Picture annotation entries
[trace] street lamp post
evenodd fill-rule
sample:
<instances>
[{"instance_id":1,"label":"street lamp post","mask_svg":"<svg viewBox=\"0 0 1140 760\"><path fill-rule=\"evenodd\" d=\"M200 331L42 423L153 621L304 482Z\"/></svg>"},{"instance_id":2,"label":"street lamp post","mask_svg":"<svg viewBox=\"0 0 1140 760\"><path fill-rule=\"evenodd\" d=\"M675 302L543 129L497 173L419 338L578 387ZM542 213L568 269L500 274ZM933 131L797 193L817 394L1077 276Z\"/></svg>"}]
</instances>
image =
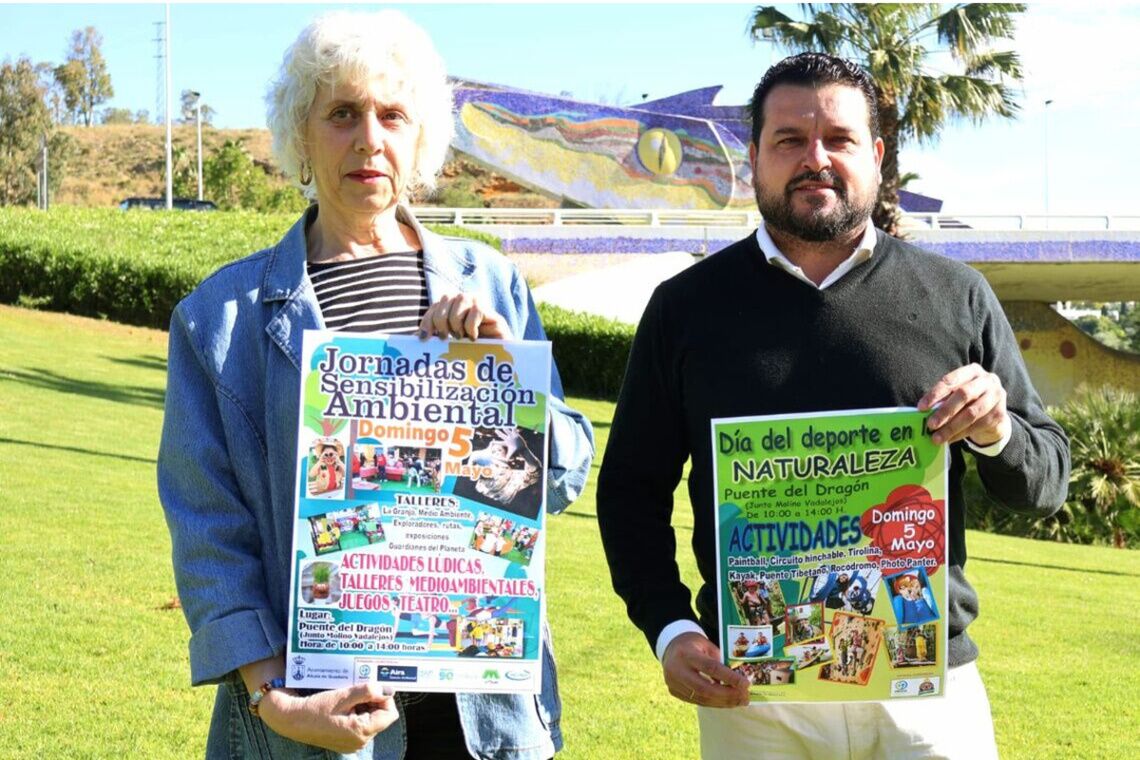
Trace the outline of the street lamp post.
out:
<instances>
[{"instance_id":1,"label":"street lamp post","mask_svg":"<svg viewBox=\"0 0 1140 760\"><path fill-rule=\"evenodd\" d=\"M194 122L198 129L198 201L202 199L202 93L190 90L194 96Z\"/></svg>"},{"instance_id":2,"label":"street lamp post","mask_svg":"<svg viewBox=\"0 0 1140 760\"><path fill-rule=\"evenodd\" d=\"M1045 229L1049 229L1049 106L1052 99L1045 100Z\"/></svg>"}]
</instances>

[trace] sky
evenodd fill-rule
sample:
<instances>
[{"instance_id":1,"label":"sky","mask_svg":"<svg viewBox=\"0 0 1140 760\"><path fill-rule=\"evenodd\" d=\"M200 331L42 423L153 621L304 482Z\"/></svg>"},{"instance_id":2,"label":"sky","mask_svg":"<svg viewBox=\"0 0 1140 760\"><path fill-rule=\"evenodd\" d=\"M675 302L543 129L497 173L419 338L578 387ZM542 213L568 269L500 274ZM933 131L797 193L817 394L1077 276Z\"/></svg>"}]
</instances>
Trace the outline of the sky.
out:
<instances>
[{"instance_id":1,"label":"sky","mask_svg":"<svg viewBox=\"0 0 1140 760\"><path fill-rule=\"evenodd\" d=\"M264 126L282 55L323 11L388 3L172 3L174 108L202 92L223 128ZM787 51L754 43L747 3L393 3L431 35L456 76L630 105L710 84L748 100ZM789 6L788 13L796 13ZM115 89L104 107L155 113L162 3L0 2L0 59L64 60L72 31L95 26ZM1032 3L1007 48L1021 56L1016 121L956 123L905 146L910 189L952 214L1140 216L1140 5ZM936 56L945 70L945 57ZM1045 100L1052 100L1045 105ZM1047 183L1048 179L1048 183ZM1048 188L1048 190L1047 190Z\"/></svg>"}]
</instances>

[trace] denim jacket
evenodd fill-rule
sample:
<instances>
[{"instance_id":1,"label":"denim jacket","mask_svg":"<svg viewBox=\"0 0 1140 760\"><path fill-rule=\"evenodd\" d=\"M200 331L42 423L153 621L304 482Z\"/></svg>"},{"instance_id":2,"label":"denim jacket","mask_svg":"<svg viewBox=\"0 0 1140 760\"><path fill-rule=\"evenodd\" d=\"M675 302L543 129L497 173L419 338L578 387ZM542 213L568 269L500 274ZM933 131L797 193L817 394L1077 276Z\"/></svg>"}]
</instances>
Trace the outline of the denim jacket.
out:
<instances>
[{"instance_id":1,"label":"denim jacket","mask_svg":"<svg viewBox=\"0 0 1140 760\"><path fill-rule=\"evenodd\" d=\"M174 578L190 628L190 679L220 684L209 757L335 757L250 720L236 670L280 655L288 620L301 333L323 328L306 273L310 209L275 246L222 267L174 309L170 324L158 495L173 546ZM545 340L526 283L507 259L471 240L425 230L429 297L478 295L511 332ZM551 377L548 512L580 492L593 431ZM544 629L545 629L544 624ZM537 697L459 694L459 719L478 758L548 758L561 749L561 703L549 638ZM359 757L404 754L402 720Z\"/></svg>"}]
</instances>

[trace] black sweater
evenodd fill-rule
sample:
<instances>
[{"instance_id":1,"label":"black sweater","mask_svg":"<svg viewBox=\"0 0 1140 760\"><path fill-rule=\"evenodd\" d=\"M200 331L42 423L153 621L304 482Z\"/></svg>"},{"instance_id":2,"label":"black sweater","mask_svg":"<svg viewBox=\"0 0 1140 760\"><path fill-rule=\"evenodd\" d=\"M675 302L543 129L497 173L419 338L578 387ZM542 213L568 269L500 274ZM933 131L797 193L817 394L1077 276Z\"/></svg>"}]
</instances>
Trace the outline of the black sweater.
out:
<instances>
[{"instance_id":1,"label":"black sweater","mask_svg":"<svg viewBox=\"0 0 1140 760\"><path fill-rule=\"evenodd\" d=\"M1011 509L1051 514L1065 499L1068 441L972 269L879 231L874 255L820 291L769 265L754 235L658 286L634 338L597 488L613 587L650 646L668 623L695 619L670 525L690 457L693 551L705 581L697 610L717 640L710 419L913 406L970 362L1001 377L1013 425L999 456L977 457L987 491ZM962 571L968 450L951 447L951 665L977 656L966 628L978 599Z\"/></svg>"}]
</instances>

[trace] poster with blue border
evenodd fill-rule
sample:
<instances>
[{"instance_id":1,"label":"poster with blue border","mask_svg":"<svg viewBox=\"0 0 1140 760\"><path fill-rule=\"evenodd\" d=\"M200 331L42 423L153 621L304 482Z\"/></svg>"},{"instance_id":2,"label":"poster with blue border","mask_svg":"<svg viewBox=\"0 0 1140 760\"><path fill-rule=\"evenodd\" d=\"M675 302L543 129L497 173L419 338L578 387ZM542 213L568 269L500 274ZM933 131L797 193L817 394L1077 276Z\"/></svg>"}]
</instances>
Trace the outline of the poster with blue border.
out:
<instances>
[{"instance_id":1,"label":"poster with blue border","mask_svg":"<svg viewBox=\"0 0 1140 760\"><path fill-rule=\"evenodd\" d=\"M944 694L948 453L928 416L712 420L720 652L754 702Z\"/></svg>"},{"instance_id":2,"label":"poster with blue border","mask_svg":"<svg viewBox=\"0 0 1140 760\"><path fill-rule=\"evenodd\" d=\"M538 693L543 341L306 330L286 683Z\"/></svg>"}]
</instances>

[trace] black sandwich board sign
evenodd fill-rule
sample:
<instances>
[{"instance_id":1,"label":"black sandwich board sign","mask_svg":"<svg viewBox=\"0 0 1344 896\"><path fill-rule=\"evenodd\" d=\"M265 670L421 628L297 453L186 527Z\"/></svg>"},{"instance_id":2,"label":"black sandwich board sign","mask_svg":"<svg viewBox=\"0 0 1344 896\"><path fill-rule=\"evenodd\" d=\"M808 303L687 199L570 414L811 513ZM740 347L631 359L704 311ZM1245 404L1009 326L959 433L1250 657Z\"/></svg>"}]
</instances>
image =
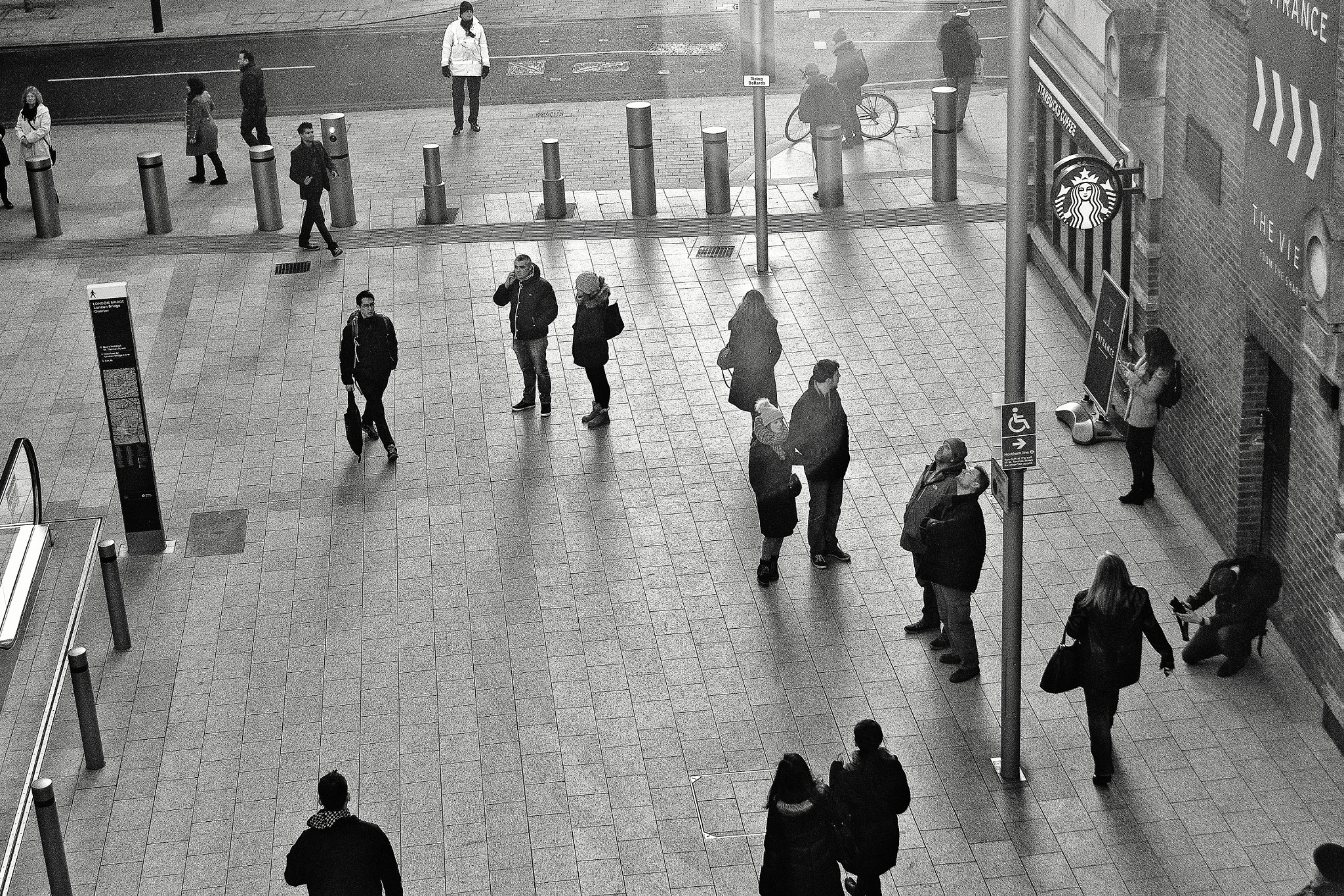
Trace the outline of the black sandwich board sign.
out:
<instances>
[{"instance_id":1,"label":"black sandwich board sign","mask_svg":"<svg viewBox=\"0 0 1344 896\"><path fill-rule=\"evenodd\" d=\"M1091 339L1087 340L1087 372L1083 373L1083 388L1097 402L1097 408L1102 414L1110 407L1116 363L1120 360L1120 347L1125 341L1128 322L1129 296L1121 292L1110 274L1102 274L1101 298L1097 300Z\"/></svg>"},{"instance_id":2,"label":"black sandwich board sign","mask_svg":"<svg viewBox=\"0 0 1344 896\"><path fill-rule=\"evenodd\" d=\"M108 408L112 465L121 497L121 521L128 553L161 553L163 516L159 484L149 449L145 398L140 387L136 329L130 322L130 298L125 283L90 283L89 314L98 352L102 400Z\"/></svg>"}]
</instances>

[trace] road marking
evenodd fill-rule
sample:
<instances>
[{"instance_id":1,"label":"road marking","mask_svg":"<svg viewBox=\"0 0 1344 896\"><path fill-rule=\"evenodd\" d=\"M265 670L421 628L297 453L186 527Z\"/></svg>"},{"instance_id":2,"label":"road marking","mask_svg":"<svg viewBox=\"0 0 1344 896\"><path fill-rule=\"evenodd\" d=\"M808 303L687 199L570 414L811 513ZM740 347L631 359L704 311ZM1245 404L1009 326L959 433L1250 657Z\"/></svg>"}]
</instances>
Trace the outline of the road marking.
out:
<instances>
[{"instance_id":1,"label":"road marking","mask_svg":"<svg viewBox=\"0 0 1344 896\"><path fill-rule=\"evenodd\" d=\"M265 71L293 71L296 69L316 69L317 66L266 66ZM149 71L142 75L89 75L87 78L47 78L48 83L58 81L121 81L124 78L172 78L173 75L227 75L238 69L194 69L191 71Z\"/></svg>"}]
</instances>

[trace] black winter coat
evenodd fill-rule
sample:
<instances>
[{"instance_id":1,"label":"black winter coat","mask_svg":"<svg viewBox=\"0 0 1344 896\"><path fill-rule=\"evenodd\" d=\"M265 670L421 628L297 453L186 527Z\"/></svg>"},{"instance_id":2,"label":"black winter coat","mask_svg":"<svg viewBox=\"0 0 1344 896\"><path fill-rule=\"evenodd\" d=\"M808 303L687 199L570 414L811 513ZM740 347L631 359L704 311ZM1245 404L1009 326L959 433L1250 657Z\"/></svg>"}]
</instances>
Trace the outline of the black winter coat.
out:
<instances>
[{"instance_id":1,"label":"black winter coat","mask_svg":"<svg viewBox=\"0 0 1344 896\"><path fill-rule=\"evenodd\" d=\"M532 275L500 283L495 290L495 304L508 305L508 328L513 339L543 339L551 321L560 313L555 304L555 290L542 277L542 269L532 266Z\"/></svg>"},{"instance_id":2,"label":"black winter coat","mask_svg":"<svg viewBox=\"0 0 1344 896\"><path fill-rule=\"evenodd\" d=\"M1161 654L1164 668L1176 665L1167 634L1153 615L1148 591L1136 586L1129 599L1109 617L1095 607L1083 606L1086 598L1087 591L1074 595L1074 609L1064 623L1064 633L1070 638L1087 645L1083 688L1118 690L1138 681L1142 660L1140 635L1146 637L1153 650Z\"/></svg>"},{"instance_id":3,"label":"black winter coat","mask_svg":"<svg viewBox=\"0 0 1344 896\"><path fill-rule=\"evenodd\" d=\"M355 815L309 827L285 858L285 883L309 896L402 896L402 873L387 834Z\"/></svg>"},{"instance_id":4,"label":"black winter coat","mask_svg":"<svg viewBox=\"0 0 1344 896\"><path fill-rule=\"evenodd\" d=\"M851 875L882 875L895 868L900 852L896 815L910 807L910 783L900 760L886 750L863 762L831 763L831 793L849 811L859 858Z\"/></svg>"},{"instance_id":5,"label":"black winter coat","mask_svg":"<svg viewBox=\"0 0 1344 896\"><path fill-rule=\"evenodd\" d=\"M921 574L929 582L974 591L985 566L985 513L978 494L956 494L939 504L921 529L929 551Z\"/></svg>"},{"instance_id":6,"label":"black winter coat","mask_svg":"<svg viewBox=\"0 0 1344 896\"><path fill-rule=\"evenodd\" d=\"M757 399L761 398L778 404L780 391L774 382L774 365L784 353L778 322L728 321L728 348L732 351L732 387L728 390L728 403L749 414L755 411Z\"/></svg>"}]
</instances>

**What is needed:**
Pull out every line of the records above that contains the word "outline".

**Full answer:**
Trace the outline of the street lamp post.
Trace the outline of the sky.
Trace the outline of the denim jacket.
Trace the outline of the black sweater.
Trace the outline of the poster with blue border.
Trace the outline of the black sandwich board sign.
Trace the outline of the road marking.
Trace the outline of the black winter coat.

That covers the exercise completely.